* **PROBLEM**
Write out, word for word, the stretch of the Lake Garda sosta thread from "Full write up, details, directions" through "almost at capacity.".

* **PAGE TEXT**
# Another new sosta at Lake Garda south - 12 euro again!



## Rapide561 (Oct 1, 2005)

Hi

We have discovered a second new sosta at Lake Garda - even better facilities than the one at Peschiera - BUT - close to the motorway.

Full write up, details, directions and pics here

The noise is not that bad in my opinion. There are two units here at present - the other one at Peschiera is almost at capacity.

Russ


----------



## Ditcha (Oct 30, 2010)

Hi Russ, heading to garda late July early August what do you think it will be like then for availability for one night, booked on San Francesco for 7 nights 

Cheers
Dave


----------



## Rapide561 (Oct 1, 2005)

*Sosta*

Well you cannot pre book either sosta - they are turn up and pitch. My guess is Peschiera will be packed, but that Frassino one will be OK

Russ


----------



## MorrisMotorhome (Mar 4, 2009)

Do you know how many spaces there are at the sosta?


----------



## Rapide561 (Oct 1, 2005)

*Sosta*

Hi

At Peschiera, I am told there are 120. At Frassino, there looks to be 100

There are not enough hook ups at Peschiera for 120, so some would be without hook up

We have just met the owner - these two sostas are privately owned.

Russ


----------

* **RAW DATA**
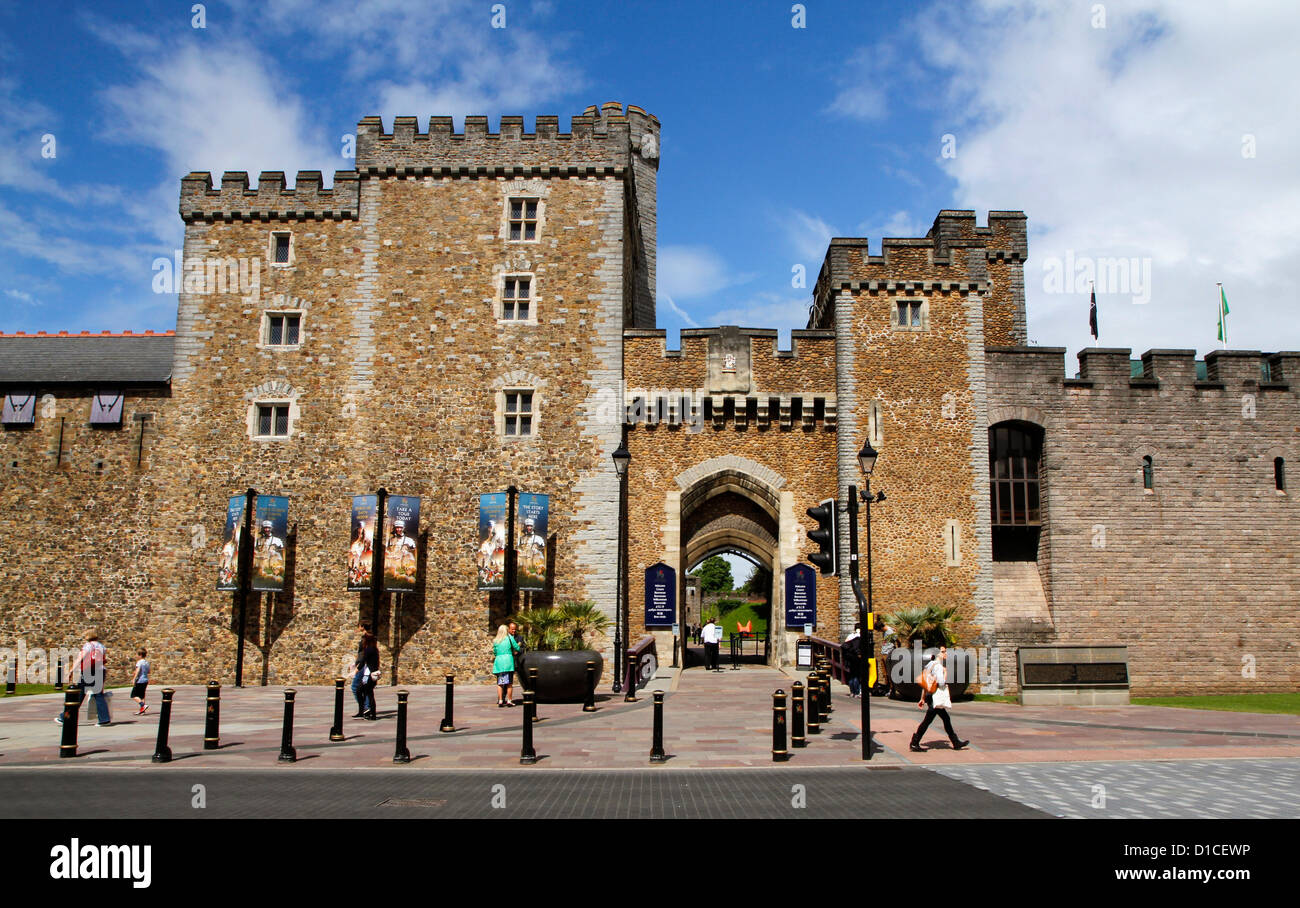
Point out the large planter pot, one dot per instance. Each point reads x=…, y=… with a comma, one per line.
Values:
x=904, y=666
x=560, y=675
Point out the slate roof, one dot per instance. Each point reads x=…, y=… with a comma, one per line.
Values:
x=44, y=359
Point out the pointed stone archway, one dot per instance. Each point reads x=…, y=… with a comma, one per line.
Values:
x=732, y=504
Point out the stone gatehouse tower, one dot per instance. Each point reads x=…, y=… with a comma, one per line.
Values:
x=464, y=312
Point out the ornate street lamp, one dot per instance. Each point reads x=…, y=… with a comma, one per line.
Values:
x=866, y=615
x=622, y=458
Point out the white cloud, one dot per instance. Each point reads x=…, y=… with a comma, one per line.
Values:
x=809, y=236
x=690, y=272
x=1127, y=141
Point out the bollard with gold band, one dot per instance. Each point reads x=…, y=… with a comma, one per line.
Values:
x=401, y=755
x=589, y=704
x=161, y=752
x=779, y=752
x=72, y=713
x=657, y=755
x=797, y=738
x=336, y=733
x=813, y=712
x=527, y=755
x=212, y=721
x=287, y=753
x=449, y=722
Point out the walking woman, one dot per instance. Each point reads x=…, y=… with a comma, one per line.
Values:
x=369, y=674
x=939, y=701
x=503, y=648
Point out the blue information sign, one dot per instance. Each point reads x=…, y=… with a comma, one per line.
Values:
x=800, y=596
x=661, y=596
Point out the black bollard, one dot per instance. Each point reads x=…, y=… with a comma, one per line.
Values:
x=657, y=755
x=797, y=738
x=527, y=755
x=402, y=755
x=287, y=755
x=532, y=686
x=632, y=679
x=161, y=752
x=72, y=713
x=449, y=716
x=336, y=733
x=212, y=722
x=814, y=713
x=589, y=704
x=779, y=752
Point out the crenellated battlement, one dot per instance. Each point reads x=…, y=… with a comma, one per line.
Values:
x=602, y=141
x=954, y=255
x=233, y=200
x=1113, y=368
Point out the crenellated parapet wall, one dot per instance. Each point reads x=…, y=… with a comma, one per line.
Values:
x=271, y=200
x=954, y=256
x=601, y=142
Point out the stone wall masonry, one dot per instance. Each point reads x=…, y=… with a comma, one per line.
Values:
x=78, y=526
x=1194, y=576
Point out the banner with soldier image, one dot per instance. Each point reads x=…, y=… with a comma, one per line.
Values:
x=360, y=550
x=492, y=541
x=271, y=528
x=228, y=563
x=401, y=547
x=531, y=550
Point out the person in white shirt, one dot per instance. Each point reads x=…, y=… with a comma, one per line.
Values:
x=937, y=704
x=713, y=635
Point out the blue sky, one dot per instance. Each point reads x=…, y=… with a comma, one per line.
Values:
x=1166, y=134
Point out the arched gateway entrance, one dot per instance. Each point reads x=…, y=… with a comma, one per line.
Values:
x=732, y=504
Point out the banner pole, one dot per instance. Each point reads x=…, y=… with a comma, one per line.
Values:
x=377, y=569
x=245, y=567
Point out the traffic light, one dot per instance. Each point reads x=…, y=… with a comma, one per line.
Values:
x=824, y=536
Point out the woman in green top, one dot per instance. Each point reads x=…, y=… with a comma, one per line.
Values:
x=503, y=648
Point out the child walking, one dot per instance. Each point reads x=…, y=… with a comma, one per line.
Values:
x=141, y=682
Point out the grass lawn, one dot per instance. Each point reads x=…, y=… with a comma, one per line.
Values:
x=741, y=614
x=1233, y=703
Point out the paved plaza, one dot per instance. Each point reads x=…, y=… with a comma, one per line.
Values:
x=1132, y=761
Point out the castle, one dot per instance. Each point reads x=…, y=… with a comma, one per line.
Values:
x=467, y=312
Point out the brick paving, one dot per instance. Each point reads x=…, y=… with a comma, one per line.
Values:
x=711, y=721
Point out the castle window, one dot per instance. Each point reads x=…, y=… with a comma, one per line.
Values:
x=105, y=410
x=523, y=219
x=909, y=315
x=282, y=329
x=20, y=410
x=272, y=420
x=280, y=249
x=518, y=413
x=516, y=298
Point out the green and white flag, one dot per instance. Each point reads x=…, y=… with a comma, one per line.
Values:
x=1222, y=315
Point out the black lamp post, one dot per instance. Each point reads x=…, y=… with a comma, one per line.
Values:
x=866, y=617
x=622, y=458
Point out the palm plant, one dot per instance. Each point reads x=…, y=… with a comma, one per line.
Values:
x=931, y=625
x=563, y=627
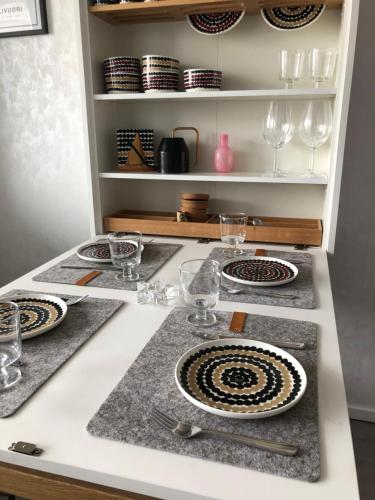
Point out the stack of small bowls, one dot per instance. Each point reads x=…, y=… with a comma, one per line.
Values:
x=196, y=80
x=122, y=74
x=159, y=74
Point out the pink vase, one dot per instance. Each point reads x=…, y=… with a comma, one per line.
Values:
x=224, y=158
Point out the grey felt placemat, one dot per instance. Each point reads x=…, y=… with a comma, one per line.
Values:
x=125, y=415
x=302, y=287
x=154, y=256
x=42, y=356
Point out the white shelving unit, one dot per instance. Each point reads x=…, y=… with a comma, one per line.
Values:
x=248, y=57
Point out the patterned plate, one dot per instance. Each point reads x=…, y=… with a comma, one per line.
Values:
x=259, y=271
x=215, y=23
x=39, y=313
x=240, y=378
x=292, y=18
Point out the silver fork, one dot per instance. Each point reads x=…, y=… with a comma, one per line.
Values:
x=185, y=430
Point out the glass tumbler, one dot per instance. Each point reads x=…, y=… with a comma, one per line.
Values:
x=126, y=252
x=10, y=344
x=200, y=282
x=233, y=231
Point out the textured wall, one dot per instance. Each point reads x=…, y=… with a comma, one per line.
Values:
x=43, y=185
x=351, y=267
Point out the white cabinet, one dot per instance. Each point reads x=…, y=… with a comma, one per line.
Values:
x=248, y=57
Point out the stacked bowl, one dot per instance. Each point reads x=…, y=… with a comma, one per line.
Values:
x=122, y=74
x=196, y=80
x=159, y=73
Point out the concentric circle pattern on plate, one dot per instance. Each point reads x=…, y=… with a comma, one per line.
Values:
x=243, y=379
x=216, y=22
x=291, y=18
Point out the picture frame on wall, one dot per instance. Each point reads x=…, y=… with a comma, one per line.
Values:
x=23, y=17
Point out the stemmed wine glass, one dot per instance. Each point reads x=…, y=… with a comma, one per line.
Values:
x=322, y=65
x=233, y=230
x=291, y=65
x=315, y=127
x=10, y=344
x=200, y=282
x=126, y=250
x=278, y=130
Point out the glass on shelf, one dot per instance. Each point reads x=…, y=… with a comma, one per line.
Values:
x=291, y=66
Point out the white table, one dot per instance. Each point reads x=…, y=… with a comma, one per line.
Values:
x=55, y=418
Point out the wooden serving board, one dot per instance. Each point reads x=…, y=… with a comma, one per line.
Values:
x=274, y=229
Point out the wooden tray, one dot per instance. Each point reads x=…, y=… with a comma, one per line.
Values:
x=273, y=230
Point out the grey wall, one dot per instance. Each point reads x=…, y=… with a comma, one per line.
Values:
x=43, y=185
x=352, y=266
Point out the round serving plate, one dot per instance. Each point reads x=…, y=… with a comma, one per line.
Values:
x=215, y=23
x=292, y=18
x=39, y=313
x=259, y=271
x=240, y=378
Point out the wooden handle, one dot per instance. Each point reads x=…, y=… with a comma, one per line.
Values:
x=83, y=281
x=260, y=252
x=238, y=322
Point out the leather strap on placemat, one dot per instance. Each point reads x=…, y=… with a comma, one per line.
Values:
x=86, y=279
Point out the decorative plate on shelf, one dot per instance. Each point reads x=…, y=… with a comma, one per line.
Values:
x=259, y=271
x=39, y=313
x=215, y=23
x=292, y=18
x=240, y=378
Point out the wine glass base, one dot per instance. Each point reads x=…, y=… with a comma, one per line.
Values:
x=130, y=278
x=195, y=320
x=10, y=376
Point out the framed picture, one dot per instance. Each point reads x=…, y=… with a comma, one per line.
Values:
x=23, y=17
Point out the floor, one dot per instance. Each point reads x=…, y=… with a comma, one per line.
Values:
x=364, y=448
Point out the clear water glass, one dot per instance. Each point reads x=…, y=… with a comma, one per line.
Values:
x=322, y=64
x=233, y=231
x=315, y=128
x=291, y=66
x=10, y=344
x=278, y=130
x=200, y=282
x=126, y=252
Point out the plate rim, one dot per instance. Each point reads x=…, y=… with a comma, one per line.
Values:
x=242, y=416
x=257, y=283
x=51, y=298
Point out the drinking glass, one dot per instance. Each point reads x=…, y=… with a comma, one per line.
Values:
x=315, y=128
x=10, y=344
x=126, y=250
x=322, y=65
x=200, y=282
x=233, y=231
x=291, y=65
x=278, y=130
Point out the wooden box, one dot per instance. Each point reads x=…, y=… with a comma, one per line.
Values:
x=272, y=230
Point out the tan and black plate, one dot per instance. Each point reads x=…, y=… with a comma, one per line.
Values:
x=39, y=313
x=240, y=378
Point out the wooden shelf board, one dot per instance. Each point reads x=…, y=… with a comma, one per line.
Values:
x=257, y=177
x=223, y=95
x=176, y=10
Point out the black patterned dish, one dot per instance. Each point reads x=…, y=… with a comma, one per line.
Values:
x=240, y=378
x=39, y=313
x=292, y=18
x=259, y=271
x=215, y=23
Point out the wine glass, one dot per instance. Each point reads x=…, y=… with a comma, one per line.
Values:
x=278, y=130
x=233, y=231
x=200, y=282
x=315, y=127
x=291, y=65
x=10, y=344
x=322, y=65
x=126, y=250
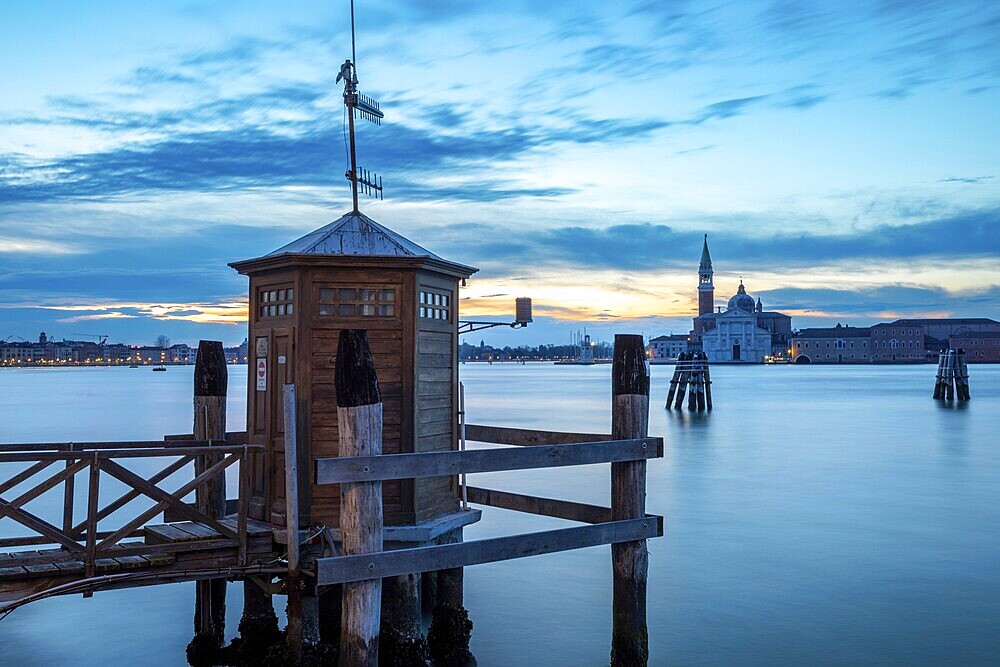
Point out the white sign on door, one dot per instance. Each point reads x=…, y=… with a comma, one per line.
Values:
x=261, y=374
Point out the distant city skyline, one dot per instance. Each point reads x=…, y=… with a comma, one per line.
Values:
x=842, y=158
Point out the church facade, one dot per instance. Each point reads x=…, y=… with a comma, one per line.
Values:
x=742, y=333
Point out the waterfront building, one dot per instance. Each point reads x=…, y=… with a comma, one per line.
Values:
x=832, y=345
x=919, y=340
x=182, y=353
x=667, y=347
x=981, y=347
x=744, y=331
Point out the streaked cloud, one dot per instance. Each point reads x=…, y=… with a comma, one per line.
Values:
x=37, y=246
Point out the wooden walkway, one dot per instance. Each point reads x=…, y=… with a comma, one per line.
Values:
x=167, y=553
x=186, y=544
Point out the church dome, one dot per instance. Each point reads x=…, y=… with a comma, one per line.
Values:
x=741, y=300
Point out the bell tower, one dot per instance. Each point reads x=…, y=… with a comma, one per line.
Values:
x=706, y=290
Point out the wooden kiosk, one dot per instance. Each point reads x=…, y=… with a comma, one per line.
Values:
x=354, y=274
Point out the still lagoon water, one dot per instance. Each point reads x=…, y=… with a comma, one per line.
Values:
x=818, y=516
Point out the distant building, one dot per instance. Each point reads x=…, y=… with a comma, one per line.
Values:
x=149, y=354
x=920, y=340
x=182, y=353
x=667, y=347
x=833, y=345
x=981, y=347
x=744, y=332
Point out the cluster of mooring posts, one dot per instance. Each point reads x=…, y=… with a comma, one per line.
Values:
x=691, y=376
x=351, y=475
x=952, y=376
x=352, y=589
x=352, y=499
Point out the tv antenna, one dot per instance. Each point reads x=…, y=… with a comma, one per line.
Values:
x=361, y=179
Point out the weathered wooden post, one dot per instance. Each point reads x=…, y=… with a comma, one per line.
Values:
x=682, y=381
x=303, y=607
x=708, y=381
x=630, y=560
x=950, y=375
x=939, y=381
x=675, y=378
x=359, y=419
x=699, y=384
x=210, y=383
x=402, y=641
x=451, y=629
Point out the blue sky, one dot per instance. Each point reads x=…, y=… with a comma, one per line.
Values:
x=842, y=157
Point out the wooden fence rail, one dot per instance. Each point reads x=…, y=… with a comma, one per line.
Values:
x=82, y=540
x=341, y=569
x=438, y=464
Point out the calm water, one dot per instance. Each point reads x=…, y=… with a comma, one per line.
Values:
x=822, y=516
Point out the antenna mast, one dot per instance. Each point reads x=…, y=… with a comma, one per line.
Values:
x=369, y=183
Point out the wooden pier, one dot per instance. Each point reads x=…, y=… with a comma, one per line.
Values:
x=691, y=376
x=139, y=550
x=952, y=376
x=152, y=532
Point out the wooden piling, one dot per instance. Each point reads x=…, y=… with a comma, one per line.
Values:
x=630, y=560
x=675, y=378
x=950, y=375
x=682, y=381
x=708, y=381
x=699, y=384
x=303, y=605
x=961, y=376
x=359, y=416
x=211, y=380
x=939, y=382
x=451, y=630
x=401, y=640
x=693, y=386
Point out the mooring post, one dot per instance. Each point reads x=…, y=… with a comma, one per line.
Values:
x=359, y=419
x=708, y=380
x=950, y=375
x=451, y=630
x=303, y=607
x=401, y=638
x=693, y=386
x=211, y=379
x=962, y=376
x=939, y=380
x=675, y=378
x=630, y=560
x=682, y=381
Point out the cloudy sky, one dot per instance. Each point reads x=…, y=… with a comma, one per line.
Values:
x=842, y=157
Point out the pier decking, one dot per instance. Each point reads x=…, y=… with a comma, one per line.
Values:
x=169, y=552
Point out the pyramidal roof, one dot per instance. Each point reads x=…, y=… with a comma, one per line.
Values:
x=354, y=234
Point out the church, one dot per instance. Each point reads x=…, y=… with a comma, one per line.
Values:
x=744, y=331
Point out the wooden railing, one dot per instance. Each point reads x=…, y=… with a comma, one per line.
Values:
x=82, y=540
x=601, y=529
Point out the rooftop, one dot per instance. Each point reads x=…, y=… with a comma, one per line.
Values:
x=354, y=234
x=835, y=332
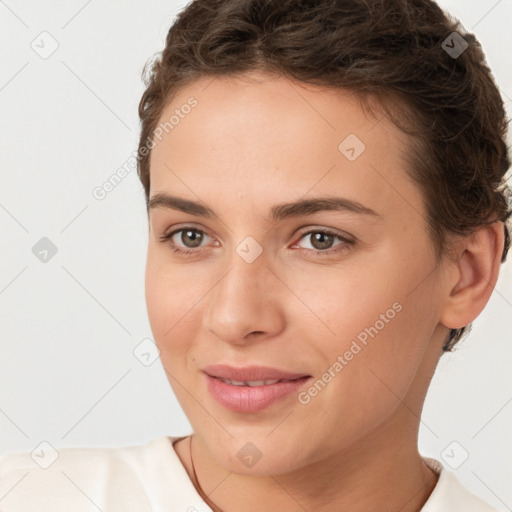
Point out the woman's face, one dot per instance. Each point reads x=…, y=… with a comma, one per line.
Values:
x=346, y=301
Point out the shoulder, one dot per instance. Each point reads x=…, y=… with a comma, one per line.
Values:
x=450, y=494
x=82, y=478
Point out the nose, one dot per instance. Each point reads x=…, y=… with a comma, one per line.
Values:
x=246, y=302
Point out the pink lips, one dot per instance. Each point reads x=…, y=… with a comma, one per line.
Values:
x=245, y=398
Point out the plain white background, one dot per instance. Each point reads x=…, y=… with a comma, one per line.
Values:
x=69, y=326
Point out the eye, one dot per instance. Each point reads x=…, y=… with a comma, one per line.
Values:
x=190, y=237
x=322, y=241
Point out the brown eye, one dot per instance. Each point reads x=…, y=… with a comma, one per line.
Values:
x=191, y=237
x=321, y=240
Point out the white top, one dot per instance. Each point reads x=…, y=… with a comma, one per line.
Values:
x=143, y=478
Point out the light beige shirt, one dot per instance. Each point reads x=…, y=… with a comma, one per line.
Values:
x=143, y=478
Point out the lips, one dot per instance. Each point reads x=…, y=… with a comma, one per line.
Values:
x=250, y=373
x=251, y=389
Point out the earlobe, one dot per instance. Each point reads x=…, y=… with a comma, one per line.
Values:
x=477, y=269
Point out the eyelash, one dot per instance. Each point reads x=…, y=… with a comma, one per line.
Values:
x=339, y=248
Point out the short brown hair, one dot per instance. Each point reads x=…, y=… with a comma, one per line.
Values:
x=389, y=49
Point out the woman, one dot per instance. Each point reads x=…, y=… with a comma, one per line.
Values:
x=327, y=215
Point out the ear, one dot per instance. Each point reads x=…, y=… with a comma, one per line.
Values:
x=473, y=275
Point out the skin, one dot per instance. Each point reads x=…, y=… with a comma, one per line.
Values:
x=253, y=142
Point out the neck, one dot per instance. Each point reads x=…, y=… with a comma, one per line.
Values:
x=371, y=473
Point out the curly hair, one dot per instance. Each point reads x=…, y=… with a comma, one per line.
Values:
x=392, y=50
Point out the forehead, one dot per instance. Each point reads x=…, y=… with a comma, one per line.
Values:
x=268, y=137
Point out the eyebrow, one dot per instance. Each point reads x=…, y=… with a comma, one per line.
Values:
x=278, y=212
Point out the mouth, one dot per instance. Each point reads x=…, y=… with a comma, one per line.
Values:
x=256, y=383
x=251, y=389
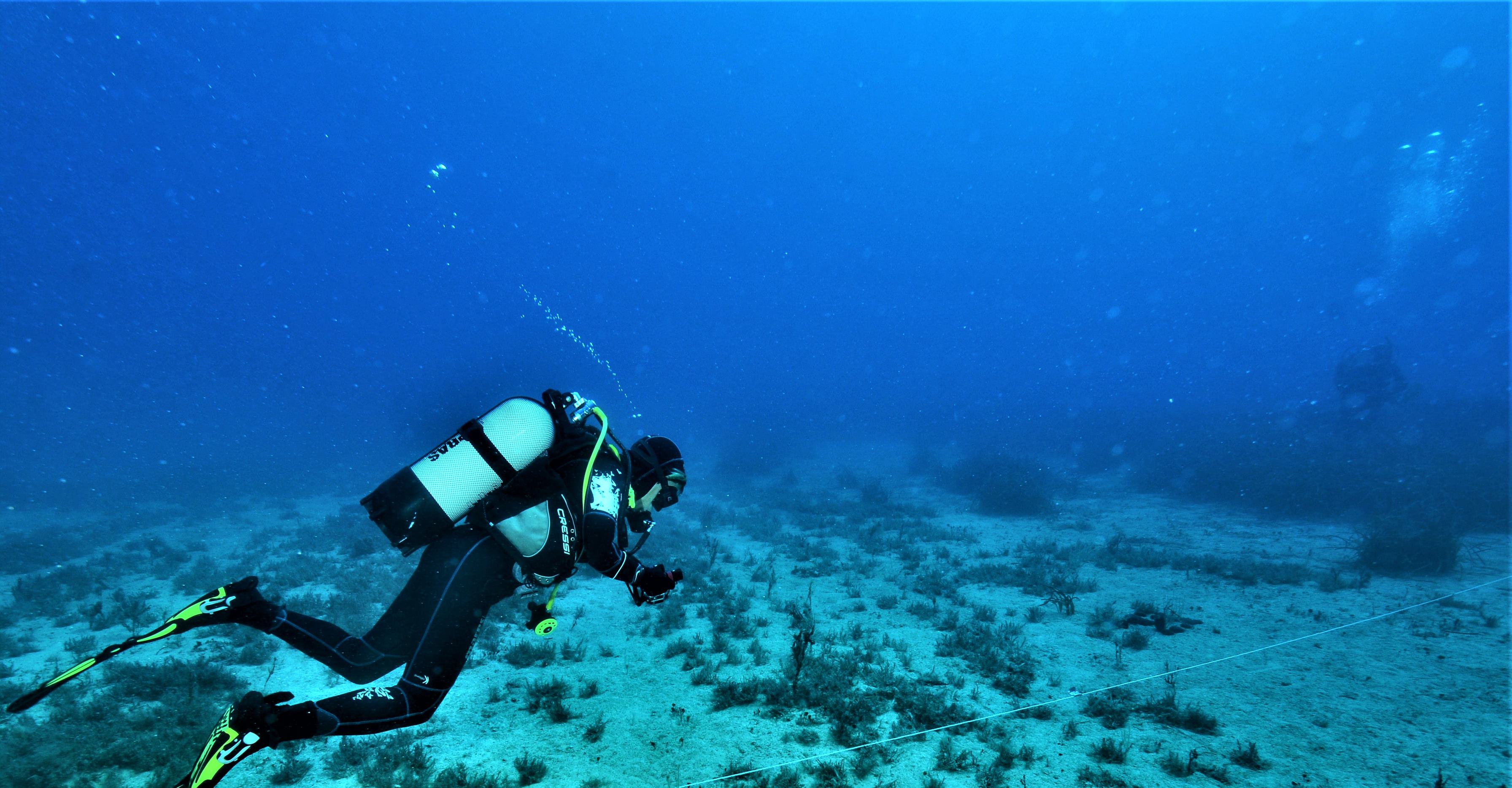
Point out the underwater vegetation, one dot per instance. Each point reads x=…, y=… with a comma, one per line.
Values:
x=173, y=699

* **TASK RESULT**
Full write up, details, directions and pics here

The noise is not that bad in my opinion. There are two units here at present - the other one at Peschiera is almost at capacity.